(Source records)
_ _ _ _

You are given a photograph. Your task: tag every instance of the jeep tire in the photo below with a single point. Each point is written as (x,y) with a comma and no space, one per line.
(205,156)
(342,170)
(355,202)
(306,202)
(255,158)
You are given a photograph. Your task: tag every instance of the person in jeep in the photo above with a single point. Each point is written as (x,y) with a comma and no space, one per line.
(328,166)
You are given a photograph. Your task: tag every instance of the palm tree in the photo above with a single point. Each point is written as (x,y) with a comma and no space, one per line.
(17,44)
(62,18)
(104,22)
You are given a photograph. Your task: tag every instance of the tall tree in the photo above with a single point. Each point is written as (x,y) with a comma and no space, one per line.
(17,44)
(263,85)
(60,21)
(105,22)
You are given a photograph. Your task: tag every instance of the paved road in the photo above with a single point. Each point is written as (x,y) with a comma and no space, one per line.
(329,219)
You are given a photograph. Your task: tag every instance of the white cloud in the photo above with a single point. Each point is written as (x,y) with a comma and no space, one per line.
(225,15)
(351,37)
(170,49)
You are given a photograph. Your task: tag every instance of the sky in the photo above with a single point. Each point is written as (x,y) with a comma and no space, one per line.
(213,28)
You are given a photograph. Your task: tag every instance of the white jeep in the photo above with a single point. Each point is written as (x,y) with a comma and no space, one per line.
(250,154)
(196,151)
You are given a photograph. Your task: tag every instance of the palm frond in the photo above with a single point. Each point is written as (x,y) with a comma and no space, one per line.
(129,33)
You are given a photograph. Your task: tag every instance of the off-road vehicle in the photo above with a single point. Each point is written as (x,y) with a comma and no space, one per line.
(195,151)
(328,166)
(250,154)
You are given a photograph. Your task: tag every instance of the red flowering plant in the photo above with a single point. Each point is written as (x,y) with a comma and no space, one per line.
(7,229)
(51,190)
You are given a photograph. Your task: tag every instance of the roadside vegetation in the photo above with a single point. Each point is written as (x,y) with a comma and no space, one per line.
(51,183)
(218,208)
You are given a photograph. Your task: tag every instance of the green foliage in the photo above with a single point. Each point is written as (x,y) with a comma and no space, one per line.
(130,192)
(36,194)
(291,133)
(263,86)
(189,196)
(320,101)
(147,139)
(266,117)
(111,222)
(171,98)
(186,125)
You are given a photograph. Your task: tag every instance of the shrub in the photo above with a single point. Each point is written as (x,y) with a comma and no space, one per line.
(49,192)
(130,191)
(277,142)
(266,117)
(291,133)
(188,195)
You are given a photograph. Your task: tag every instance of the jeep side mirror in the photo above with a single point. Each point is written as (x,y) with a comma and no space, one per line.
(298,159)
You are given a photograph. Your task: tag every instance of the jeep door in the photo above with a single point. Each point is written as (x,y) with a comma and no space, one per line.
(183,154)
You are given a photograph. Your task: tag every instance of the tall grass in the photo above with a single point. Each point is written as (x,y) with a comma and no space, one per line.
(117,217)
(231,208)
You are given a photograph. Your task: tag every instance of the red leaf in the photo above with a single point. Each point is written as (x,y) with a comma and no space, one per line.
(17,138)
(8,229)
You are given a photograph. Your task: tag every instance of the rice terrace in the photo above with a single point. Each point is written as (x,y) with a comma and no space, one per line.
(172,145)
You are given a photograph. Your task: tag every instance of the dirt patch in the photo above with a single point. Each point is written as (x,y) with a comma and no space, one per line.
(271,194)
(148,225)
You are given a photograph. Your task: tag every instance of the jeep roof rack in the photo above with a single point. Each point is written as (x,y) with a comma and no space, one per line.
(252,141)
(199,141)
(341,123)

_ _ _ _

- **TASK DESCRIPTION**
Go through the records and set every one down exactly.

- **SOLUTION TO THIS TASK**
You are given a photograph. Your task: tag every instance of the jeep tire in the photo below with a single point. Each point is written as (x,y) with a comma and no space, one per line.
(205,156)
(342,170)
(355,202)
(306,202)
(255,158)
You are given a photograph. Your task: tag every instance of the person in jeep in the photo above with a single point. Each point is written as (x,y) with a comma and no space, one per line.
(328,166)
You are given a photograph. Your task: tag every instance of the palm tree in the photo above with a single point. Each point is written as (x,y) with a comma and no space, one per line.
(17,44)
(62,18)
(104,22)
You are given a photograph. Your task: tag every instance of the tall tree in the photo above with a single point. Each point is written as (x,y) with a comma and no space, one per line.
(17,44)
(263,85)
(60,21)
(105,22)
You are given a photograph. Your task: tag every instance of the paved road in the photo above with a single point. Each point is written as (x,y) with a comma and no space, one per line.
(329,219)
You are given a photograph. Your task: tag every instance of the white cloud in the photo above with a single point. Each point is written as (x,y) with a comma and no space, one per line.
(225,15)
(351,37)
(170,49)
You are given a photograph. Your task: tag every instance of the sky in the photo above with a single point. Each point is written as (x,y) with a comma and no space, one per line.
(213,28)
You are given a photograph. Your task: tag every instance of the white jeep in the photo above with a single point. Each point is written as (x,y) with a comma and no space, one per line.
(250,154)
(196,151)
You are given a photograph. Your task: tag every instance of the palm frond in the photo above with a single point. Each point is written as (x,y) with a comma and no space, one per line.
(129,33)
You are given a photograph. Your task: tag every instance of the off-road vehicle in the photo above with a single point. Each point is written as (x,y) with a comma and no space, one per line.
(195,151)
(328,166)
(250,154)
You are given a photograph. Your task: tag every instance of the red flowering plant in the photo above with a single point. Each point is written as (x,y) with a comma and no space, one per line.
(7,229)
(51,190)
You are given a photograph. Your task: tag every instance of the roadside vegetation in the photo above with a single point. Each point is written as (x,y) with a comma and no space, one per line.
(51,183)
(218,208)
You are given a photograph. Your task: tag every instance of the green foliage in the photo above with a single point. Each point is written as (x,y) with a comma and no space, one per line.
(130,192)
(36,194)
(291,133)
(263,86)
(189,196)
(320,101)
(147,139)
(266,117)
(111,222)
(171,98)
(186,125)
You are given a photograph. Your task: tag every instance of the shrub in the photo above with a single point. Each point is written as (x,y) with a comma and no space, one per line.
(49,192)
(130,191)
(277,142)
(266,117)
(291,133)
(188,195)
You are given a photograph. Your task: tag every instance of the jeep side mirror in the photo above with a single point. Each point is written as (x,y) with a comma and no space, one per line.
(298,159)
You are given a photograph. Your task: tag every instance of the jeep door in the photo above with a single point. Each point is written as (x,y) with a comma and no space, one per line.
(183,154)
You are given a photograph. Your task: tag every instance of the tall grass in the photo above with a single point. Each point is written as (x,y) with a comma and no space, one per line.
(117,217)
(231,208)
You are given a photograph. Your task: tag every instance of the red leaf in the photo above with a single point. Each point is written as (x,y) with a comma and no space, one per line.
(17,138)
(8,229)
You are given a photograph. Your task: tag every instance of the rice terrace in the photo above with a single point. Each point is written as (x,y) with a comma and no space, one per line.
(172,145)
You are given a photograph. Your task: tag every instance of the dirt patch in the photo above with a single point. Each point is written as (x,y) with a comma and no space, one per line.
(271,194)
(148,225)
You are given a photograph. Your task: tag every instance of the jeep roof rack in the photo above with a single point. Each point is written as (x,y) with a comma and no space, one per line.
(252,141)
(199,141)
(341,123)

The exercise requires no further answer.